■ Work task ■
How many of the lines in the material underneath include the string "hair"? State the number only.

- Opening Delimiter -

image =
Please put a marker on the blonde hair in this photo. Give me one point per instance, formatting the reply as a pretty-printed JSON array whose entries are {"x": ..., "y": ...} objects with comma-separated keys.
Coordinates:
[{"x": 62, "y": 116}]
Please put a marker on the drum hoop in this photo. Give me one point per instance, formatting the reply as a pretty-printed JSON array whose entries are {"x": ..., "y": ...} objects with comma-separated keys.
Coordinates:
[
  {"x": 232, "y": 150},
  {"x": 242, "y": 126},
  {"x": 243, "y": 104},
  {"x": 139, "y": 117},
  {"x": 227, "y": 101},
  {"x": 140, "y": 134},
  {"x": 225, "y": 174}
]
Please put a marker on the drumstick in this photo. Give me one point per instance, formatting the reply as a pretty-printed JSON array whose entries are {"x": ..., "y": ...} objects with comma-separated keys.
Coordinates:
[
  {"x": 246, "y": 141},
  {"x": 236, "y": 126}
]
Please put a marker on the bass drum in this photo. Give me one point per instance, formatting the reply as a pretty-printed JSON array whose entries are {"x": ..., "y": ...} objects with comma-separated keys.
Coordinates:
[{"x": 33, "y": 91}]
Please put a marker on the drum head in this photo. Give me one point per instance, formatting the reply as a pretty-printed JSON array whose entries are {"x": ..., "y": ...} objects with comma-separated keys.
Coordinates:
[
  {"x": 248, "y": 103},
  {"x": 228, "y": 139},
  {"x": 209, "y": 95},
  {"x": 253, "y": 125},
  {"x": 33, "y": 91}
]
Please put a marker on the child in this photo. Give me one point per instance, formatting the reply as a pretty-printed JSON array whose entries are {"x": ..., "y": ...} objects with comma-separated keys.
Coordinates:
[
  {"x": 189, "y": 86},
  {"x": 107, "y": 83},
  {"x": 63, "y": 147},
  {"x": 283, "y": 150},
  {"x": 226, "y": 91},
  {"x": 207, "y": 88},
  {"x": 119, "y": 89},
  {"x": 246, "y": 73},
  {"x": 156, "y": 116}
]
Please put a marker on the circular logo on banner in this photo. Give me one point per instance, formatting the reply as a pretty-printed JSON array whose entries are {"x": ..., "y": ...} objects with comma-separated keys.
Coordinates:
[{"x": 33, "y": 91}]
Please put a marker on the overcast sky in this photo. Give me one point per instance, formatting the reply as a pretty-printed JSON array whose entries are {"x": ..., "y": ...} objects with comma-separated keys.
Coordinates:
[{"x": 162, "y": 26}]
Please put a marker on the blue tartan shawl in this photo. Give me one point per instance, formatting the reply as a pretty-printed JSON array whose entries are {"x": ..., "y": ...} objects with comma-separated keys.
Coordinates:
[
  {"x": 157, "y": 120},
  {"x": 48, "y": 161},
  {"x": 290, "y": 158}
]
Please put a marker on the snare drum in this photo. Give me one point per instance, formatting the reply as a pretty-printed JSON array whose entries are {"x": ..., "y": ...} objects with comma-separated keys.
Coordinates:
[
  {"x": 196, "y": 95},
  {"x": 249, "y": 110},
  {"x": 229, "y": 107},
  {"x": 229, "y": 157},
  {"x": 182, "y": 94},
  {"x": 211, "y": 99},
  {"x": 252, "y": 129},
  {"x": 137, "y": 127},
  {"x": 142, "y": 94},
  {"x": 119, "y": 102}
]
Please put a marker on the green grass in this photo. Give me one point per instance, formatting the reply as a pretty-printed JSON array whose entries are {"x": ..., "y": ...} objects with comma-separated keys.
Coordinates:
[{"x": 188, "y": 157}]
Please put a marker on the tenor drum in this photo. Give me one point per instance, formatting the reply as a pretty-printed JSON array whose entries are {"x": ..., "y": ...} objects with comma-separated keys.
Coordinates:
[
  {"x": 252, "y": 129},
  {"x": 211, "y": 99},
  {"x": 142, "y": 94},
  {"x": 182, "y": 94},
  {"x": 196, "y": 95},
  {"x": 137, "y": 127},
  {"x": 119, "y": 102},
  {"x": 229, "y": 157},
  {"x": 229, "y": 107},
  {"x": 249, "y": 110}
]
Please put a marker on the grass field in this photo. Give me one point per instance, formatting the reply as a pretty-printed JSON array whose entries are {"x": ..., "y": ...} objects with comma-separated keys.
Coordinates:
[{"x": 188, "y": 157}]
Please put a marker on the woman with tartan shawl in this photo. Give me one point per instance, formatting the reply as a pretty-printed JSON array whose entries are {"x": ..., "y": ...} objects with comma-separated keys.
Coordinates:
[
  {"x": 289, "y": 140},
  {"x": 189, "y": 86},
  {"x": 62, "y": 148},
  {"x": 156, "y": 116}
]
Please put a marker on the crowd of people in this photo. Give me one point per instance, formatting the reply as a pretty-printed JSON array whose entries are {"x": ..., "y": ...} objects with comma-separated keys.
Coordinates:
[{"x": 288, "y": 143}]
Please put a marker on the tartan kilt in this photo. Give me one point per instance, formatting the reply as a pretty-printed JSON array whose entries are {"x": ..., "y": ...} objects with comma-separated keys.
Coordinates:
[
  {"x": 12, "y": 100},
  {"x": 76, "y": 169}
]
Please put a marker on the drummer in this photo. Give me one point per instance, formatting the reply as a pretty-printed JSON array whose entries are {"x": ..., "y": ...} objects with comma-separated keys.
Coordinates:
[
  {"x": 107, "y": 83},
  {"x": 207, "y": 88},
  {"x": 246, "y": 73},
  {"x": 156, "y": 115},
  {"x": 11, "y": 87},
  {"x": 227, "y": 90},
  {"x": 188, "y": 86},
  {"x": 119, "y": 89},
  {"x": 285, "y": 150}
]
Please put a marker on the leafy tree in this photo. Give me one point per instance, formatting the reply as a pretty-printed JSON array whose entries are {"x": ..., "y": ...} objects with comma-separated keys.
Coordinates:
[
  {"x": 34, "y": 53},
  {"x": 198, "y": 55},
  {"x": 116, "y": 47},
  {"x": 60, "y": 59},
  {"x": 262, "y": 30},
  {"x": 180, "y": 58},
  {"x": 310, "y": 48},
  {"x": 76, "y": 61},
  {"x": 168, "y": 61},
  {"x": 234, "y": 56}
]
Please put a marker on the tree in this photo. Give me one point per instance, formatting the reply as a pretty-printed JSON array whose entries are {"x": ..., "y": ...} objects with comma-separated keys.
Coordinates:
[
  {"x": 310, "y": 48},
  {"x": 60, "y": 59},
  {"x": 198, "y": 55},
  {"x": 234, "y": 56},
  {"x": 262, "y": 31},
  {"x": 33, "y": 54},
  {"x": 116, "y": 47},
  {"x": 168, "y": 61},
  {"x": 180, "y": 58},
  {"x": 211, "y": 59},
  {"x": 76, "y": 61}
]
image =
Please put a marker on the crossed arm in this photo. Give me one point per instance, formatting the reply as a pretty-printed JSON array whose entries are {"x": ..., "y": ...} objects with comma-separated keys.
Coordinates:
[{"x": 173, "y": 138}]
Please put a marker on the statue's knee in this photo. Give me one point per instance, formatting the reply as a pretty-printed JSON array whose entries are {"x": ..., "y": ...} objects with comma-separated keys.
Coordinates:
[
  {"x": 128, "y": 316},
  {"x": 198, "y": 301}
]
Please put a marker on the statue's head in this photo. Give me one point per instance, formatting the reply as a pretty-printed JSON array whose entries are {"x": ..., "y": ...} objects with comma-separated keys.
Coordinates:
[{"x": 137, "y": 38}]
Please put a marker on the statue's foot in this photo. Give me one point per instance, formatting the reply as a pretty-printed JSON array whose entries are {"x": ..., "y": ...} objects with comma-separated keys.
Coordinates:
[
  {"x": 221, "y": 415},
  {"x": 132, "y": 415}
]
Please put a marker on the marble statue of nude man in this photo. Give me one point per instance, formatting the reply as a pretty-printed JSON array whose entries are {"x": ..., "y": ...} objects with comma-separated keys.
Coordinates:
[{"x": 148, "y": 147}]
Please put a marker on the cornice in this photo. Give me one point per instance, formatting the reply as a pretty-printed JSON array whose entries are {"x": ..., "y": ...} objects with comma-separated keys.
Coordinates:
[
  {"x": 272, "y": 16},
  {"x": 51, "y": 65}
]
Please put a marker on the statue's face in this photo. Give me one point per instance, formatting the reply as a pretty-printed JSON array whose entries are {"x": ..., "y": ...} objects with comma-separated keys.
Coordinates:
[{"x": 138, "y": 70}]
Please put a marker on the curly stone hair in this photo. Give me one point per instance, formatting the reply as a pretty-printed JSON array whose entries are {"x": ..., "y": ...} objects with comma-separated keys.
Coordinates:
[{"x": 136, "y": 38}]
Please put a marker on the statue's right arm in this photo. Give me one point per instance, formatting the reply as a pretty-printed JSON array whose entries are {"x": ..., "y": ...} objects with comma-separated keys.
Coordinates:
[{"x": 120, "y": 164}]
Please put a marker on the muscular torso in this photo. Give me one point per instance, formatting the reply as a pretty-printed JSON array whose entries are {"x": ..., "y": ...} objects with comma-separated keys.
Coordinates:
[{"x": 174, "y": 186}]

- Closing Delimiter -

■ Exercise answer ■
2